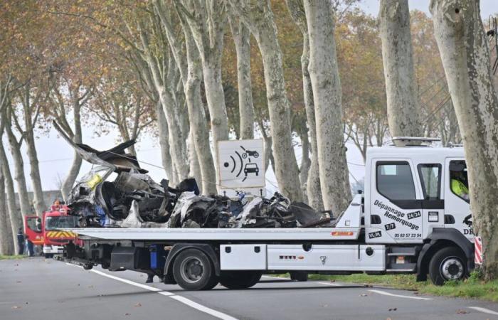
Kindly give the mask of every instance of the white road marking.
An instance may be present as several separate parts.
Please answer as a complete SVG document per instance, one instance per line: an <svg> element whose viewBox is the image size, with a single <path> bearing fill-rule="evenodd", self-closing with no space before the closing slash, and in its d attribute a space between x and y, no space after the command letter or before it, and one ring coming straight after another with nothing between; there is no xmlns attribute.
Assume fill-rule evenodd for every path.
<svg viewBox="0 0 498 320"><path fill-rule="evenodd" d="M337 284L337 283L332 283L332 282L317 282L319 283L320 284L325 284L326 286L332 286L332 287L340 287L341 284Z"/></svg>
<svg viewBox="0 0 498 320"><path fill-rule="evenodd" d="M272 277L272 276L263 276L264 278L269 279L277 279L279 280L290 280L290 278L285 278L283 277Z"/></svg>
<svg viewBox="0 0 498 320"><path fill-rule="evenodd" d="M381 290L369 290L371 292L378 293L379 294L383 294L385 296L390 297L397 297L398 298L406 298L406 299L414 299L415 300L432 300L432 298L424 298L423 297L410 297L410 296L403 296L401 294L394 294L391 292L386 292L385 291Z"/></svg>
<svg viewBox="0 0 498 320"><path fill-rule="evenodd" d="M211 314L213 316L216 316L216 318L222 319L223 320L237 320L236 318L234 318L231 316L228 316L228 314L223 314L223 312L213 310L211 308L208 308L207 306L204 306L202 304L199 304L197 302L193 302L190 299L186 298L185 297L174 295L171 296L171 298L174 299L175 300L179 301L183 304L185 304L191 308L196 309L198 311L205 312L208 314Z"/></svg>
<svg viewBox="0 0 498 320"><path fill-rule="evenodd" d="M70 263L67 263L66 265L73 265L75 267L81 267L78 265L71 265ZM206 314L210 314L216 318L221 319L222 320L238 320L237 318L234 318L231 316L229 316L226 314L223 314L223 312L214 310L211 308L208 308L207 306L203 306L202 304L198 304L197 302L194 302L192 300L187 299L184 297L179 296L173 292L169 292L167 291L164 291L161 290L161 289L156 288L155 287L151 287L148 286L147 284L142 284L141 283L137 283L134 281L128 280L127 279L123 279L120 278L119 277L113 276L112 274L108 274L105 272L102 272L102 271L99 270L90 270L92 272L96 273L97 274L100 274L103 277L107 277L110 279L113 279L115 280L120 281L121 282L126 283L127 284L131 284L132 286L138 287L139 288L142 289L145 289L146 290L152 291L154 292L157 292L159 294L162 294L163 296L169 297L171 299L174 299L176 300L179 302L181 302L184 304L186 304L187 306L190 306L191 308L196 309L201 312L204 312Z"/></svg>
<svg viewBox="0 0 498 320"><path fill-rule="evenodd" d="M481 308L480 306L469 306L469 309L473 309L474 310L484 312L484 314L494 314L495 316L498 316L498 312L489 310L489 309Z"/></svg>
<svg viewBox="0 0 498 320"><path fill-rule="evenodd" d="M147 286L146 284L142 284L141 283L135 282L134 281L128 280L127 279L123 279L123 278L120 278L119 277L113 276L111 274L107 274L107 273L102 272L102 271L99 271L99 270L90 270L90 271L92 272L96 273L97 274L100 274L101 276L104 276L104 277L107 277L108 278L114 279L115 280L120 281L120 282L126 283L127 284L131 284L132 286L138 287L139 288L145 289L146 290L153 291L155 292L157 292L159 291L162 292L161 289L156 288L155 287ZM171 293L171 292L168 292L168 293Z"/></svg>

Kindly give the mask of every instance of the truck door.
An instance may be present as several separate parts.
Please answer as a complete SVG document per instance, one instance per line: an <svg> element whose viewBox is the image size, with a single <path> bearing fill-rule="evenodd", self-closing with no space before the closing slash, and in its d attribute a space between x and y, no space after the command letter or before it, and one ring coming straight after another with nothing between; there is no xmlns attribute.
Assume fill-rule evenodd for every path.
<svg viewBox="0 0 498 320"><path fill-rule="evenodd" d="M445 164L445 228L460 230L471 241L474 240L469 199L469 182L465 160L447 158Z"/></svg>
<svg viewBox="0 0 498 320"><path fill-rule="evenodd" d="M41 230L41 220L36 215L27 215L24 218L24 233L26 238L35 245L43 244L43 233Z"/></svg>
<svg viewBox="0 0 498 320"><path fill-rule="evenodd" d="M419 164L417 165L417 171L423 196L423 237L426 239L433 228L445 227L445 201L441 191L443 166L441 164Z"/></svg>
<svg viewBox="0 0 498 320"><path fill-rule="evenodd" d="M409 159L373 159L370 221L365 221L369 243L422 242L422 203Z"/></svg>

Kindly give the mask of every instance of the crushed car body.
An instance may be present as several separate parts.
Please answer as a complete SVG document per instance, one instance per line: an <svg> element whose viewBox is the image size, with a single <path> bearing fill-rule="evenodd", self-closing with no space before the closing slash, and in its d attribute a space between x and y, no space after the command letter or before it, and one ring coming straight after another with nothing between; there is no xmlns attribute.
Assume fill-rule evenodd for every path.
<svg viewBox="0 0 498 320"><path fill-rule="evenodd" d="M68 196L69 213L80 227L102 228L310 228L331 226L331 215L275 193L270 198L200 195L189 178L173 188L154 181L125 149L130 140L106 151L73 142L54 127L83 159L93 164Z"/></svg>

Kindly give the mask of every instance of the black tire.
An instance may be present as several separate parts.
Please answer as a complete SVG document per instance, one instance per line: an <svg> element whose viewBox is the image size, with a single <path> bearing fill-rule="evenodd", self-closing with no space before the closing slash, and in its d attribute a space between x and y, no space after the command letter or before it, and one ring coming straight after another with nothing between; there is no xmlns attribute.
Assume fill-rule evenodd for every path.
<svg viewBox="0 0 498 320"><path fill-rule="evenodd" d="M290 279L299 282L308 281L308 272L305 271L291 271Z"/></svg>
<svg viewBox="0 0 498 320"><path fill-rule="evenodd" d="M218 284L209 257L201 250L186 249L173 262L173 277L186 290L208 290Z"/></svg>
<svg viewBox="0 0 498 320"><path fill-rule="evenodd" d="M220 275L220 283L228 289L250 288L261 279L260 271L226 271Z"/></svg>
<svg viewBox="0 0 498 320"><path fill-rule="evenodd" d="M430 281L437 286L450 280L462 280L467 275L467 258L456 247L440 249L429 263Z"/></svg>

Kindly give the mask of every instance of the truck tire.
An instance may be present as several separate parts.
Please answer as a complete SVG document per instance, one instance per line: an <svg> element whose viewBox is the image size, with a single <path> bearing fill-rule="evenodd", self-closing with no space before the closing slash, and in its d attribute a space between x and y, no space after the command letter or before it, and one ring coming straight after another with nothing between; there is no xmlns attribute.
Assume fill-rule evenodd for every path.
<svg viewBox="0 0 498 320"><path fill-rule="evenodd" d="M467 276L466 258L462 250L456 247L440 250L429 263L430 281L437 286L441 286L450 280L462 280Z"/></svg>
<svg viewBox="0 0 498 320"><path fill-rule="evenodd" d="M290 279L303 282L308 281L308 272L304 271L291 271Z"/></svg>
<svg viewBox="0 0 498 320"><path fill-rule="evenodd" d="M209 257L201 250L186 249L173 262L173 277L186 290L208 290L218 284Z"/></svg>
<svg viewBox="0 0 498 320"><path fill-rule="evenodd" d="M247 289L257 284L260 271L226 271L220 275L220 283L228 289Z"/></svg>

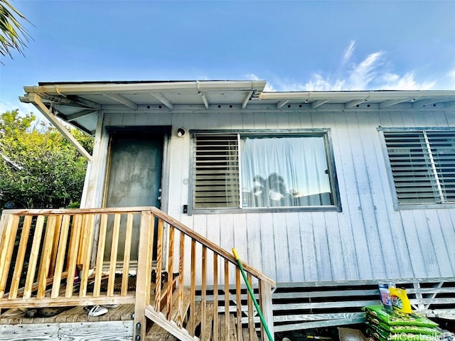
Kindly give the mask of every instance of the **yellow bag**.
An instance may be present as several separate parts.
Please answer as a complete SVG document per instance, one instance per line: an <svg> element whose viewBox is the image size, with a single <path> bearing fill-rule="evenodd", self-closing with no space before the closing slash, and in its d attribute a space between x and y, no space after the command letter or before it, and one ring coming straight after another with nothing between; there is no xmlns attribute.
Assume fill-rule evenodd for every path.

- [Your task]
Present all of the data above as a numbered list, with the blank lines and the pictures omitted.

- [Final result]
1. Kindly give the mask of every instance of the white road marking.
2. An instance may be present as several separate parts.
3. Please answer as a complete SVG document per instance, one instance per line: an <svg> element whose viewBox is the image size, with a single <path> bearing fill-rule="evenodd", self-closing with no space before the closing slash, and in its d attribute a space between x and y, no space after the command letter or before it, and one ring coming straight after another with nothing between; there is no xmlns attribute.
4. Assume fill-rule evenodd for every path.
5. <svg viewBox="0 0 498 320"><path fill-rule="evenodd" d="M337 284L337 283L332 283L332 282L317 282L319 283L320 284L325 284L326 286L332 286L332 287L340 287L341 284Z"/></svg>
6. <svg viewBox="0 0 498 320"><path fill-rule="evenodd" d="M272 277L272 276L263 276L264 278L269 279L277 279L279 280L290 280L290 278L285 278L283 277Z"/></svg>
7. <svg viewBox="0 0 498 320"><path fill-rule="evenodd" d="M381 290L369 290L371 292L378 293L379 294L383 294L385 296L390 297L397 297L398 298L406 298L406 299L414 299L415 300L432 300L432 298L424 298L423 297L410 297L410 296L403 296L401 294L394 294L391 292L386 292L385 291Z"/></svg>
8. <svg viewBox="0 0 498 320"><path fill-rule="evenodd" d="M211 314L213 316L216 316L216 318L222 319L223 320L237 320L236 318L234 318L231 316L228 316L228 314L223 314L223 312L213 310L211 308L208 308L207 306L204 306L202 304L199 304L197 302L193 302L190 299L186 298L185 297L174 295L171 296L171 298L174 299L175 300L179 301L183 304L185 304L191 308L196 309L198 311L205 312L208 314Z"/></svg>
9. <svg viewBox="0 0 498 320"><path fill-rule="evenodd" d="M70 263L67 263L66 265L73 265L75 267L81 267L78 265L71 265ZM206 314L210 314L216 318L221 319L222 320L238 320L237 318L234 318L231 316L229 316L226 314L223 314L223 312L214 310L211 308L208 308L207 306L203 306L202 304L198 304L197 302L194 302L192 300L187 299L184 297L179 296L173 292L169 292L167 291L164 291L161 290L161 289L156 288L155 287L151 287L148 286L147 284L142 284L141 283L137 283L134 281L128 280L127 279L123 279L120 278L119 277L113 276L112 274L108 274L105 272L102 272L102 271L99 270L90 270L92 272L96 273L97 274L100 274L103 277L107 277L110 279L113 279L115 280L120 281L121 282L126 283L127 284L131 284L132 286L138 287L139 288L142 289L145 289L146 290L152 291L154 292L157 292L159 294L162 294L163 296L169 297L171 299L174 299L176 300L179 302L181 302L184 304L186 304L187 306L190 306L191 308L196 309L201 312L204 312Z"/></svg>
10. <svg viewBox="0 0 498 320"><path fill-rule="evenodd" d="M481 308L480 306L469 306L469 309L473 309L474 310L484 312L484 314L494 314L495 316L498 316L498 312L489 310L489 309Z"/></svg>
11. <svg viewBox="0 0 498 320"><path fill-rule="evenodd" d="M147 286L146 284L142 284L141 283L135 282L134 281L128 280L127 279L123 279L123 278L120 278L119 277L113 276L111 274L107 274L107 273L102 272L102 271L99 271L99 270L90 270L90 271L92 272L96 273L97 274L100 274L101 276L104 276L104 277L107 277L108 278L114 279L115 280L120 281L120 282L126 283L127 284L131 284L132 286L138 287L139 288L145 289L146 290L153 291L155 292L157 292L159 291L162 292L161 289L156 288L155 287ZM171 293L171 292L168 292L168 293Z"/></svg>
12. Kindly give the mask of every instance of the truck door.
13. An instance may be present as several separate parts.
14. Please answer as a complete SVG document per instance, one instance per line: an <svg> element whose viewBox is the image size, with a single <path> bearing fill-rule="evenodd", self-closing with no space before the closing slash, and in its d attribute a space between x and y, no space after the command letter or before it, and one ring coming straight after another with nothing between; there is no xmlns attribute.
15. Assume fill-rule evenodd for every path.
16. <svg viewBox="0 0 498 320"><path fill-rule="evenodd" d="M445 164L445 228L460 230L471 241L474 240L469 199L469 182L465 160L447 158Z"/></svg>
17. <svg viewBox="0 0 498 320"><path fill-rule="evenodd" d="M41 230L41 220L36 215L27 215L24 218L24 233L26 238L35 245L43 244L43 233Z"/></svg>
18. <svg viewBox="0 0 498 320"><path fill-rule="evenodd" d="M419 164L417 165L417 171L423 196L423 237L426 239L433 228L445 227L445 201L441 191L443 166L441 164Z"/></svg>
19. <svg viewBox="0 0 498 320"><path fill-rule="evenodd" d="M409 159L373 159L370 221L365 221L369 243L422 242L422 203Z"/></svg>
20. Kindly give the mask of every instance of the crushed car body.
21. An instance may be present as several separate parts.
22. Please answer as a complete SVG document per instance, one instance per line: an <svg> element whose viewBox is the image size, with a single <path> bearing fill-rule="evenodd", self-closing with no space before the closing slash, and in its d attribute a space between x and y, no space after the command letter or before it, and one ring coming straight after another with nothing between; there is no xmlns attribute.
23. Assume fill-rule evenodd for every path.
24. <svg viewBox="0 0 498 320"><path fill-rule="evenodd" d="M68 196L69 213L80 227L102 228L310 228L331 226L331 215L275 193L270 198L200 195L189 178L173 188L154 181L125 149L130 140L106 151L73 142L54 127L83 159L93 164Z"/></svg>
25. Kindly give the mask of every instance of the black tire.
26. An instance may be present as several separate parts.
27. Please answer as a complete SVG document per instance, one instance per line: an <svg> element whose viewBox is the image size, with a single <path> bearing fill-rule="evenodd", self-closing with no space before the closing slash, and in its d attribute a space between x and y, no space after the command letter or before it, and one ring coming straight after another with nothing between; there is no xmlns attribute.
28. Assume fill-rule evenodd for every path.
29. <svg viewBox="0 0 498 320"><path fill-rule="evenodd" d="M290 279L299 282L308 281L308 272L305 271L291 271Z"/></svg>
30. <svg viewBox="0 0 498 320"><path fill-rule="evenodd" d="M218 284L209 257L201 250L186 249L173 262L173 277L186 290L208 290Z"/></svg>
31. <svg viewBox="0 0 498 320"><path fill-rule="evenodd" d="M220 275L220 283L228 289L250 288L261 279L260 271L226 271Z"/></svg>
32. <svg viewBox="0 0 498 320"><path fill-rule="evenodd" d="M430 281L437 286L450 280L462 280L467 275L467 258L456 247L440 249L429 263Z"/></svg>
33. Kindly give the mask of every instance of the truck tire.
34. An instance may be present as several separate parts.
35. Please answer as a complete SVG document per instance, one instance per line: an <svg> element whose viewBox is the image size, with a single <path> bearing fill-rule="evenodd", self-closing with no space before the closing slash, and in its d attribute a space between x and y, no space after the command letter or before it, and one ring coming straight after another with nothing between; there is no xmlns attribute.
36. Assume fill-rule evenodd for every path.
37. <svg viewBox="0 0 498 320"><path fill-rule="evenodd" d="M467 276L466 258L462 250L456 247L440 250L429 263L430 281L437 286L441 286L450 280L462 280Z"/></svg>
38. <svg viewBox="0 0 498 320"><path fill-rule="evenodd" d="M290 279L303 282L308 281L308 272L304 271L291 271Z"/></svg>
39. <svg viewBox="0 0 498 320"><path fill-rule="evenodd" d="M209 257L201 250L186 249L173 262L173 277L186 290L208 290L218 284Z"/></svg>
40. <svg viewBox="0 0 498 320"><path fill-rule="evenodd" d="M247 289L257 284L260 271L226 271L220 275L220 283L228 289Z"/></svg>
41. Kindly give the mask of every instance of the **yellow bag**.
42. An instance may be present as several separate parts.
43. Please answer as a complete SVG document per instance, one instance per line: an <svg> element whose viewBox is the image size, with a single <path> bearing fill-rule="evenodd", self-closing with no space before the closing slash, and in its d attribute a space between x and y, no space after the command letter or before it, and one ring coming straight after another with nothing between; there is no xmlns attribute.
44. Assume fill-rule evenodd for every path.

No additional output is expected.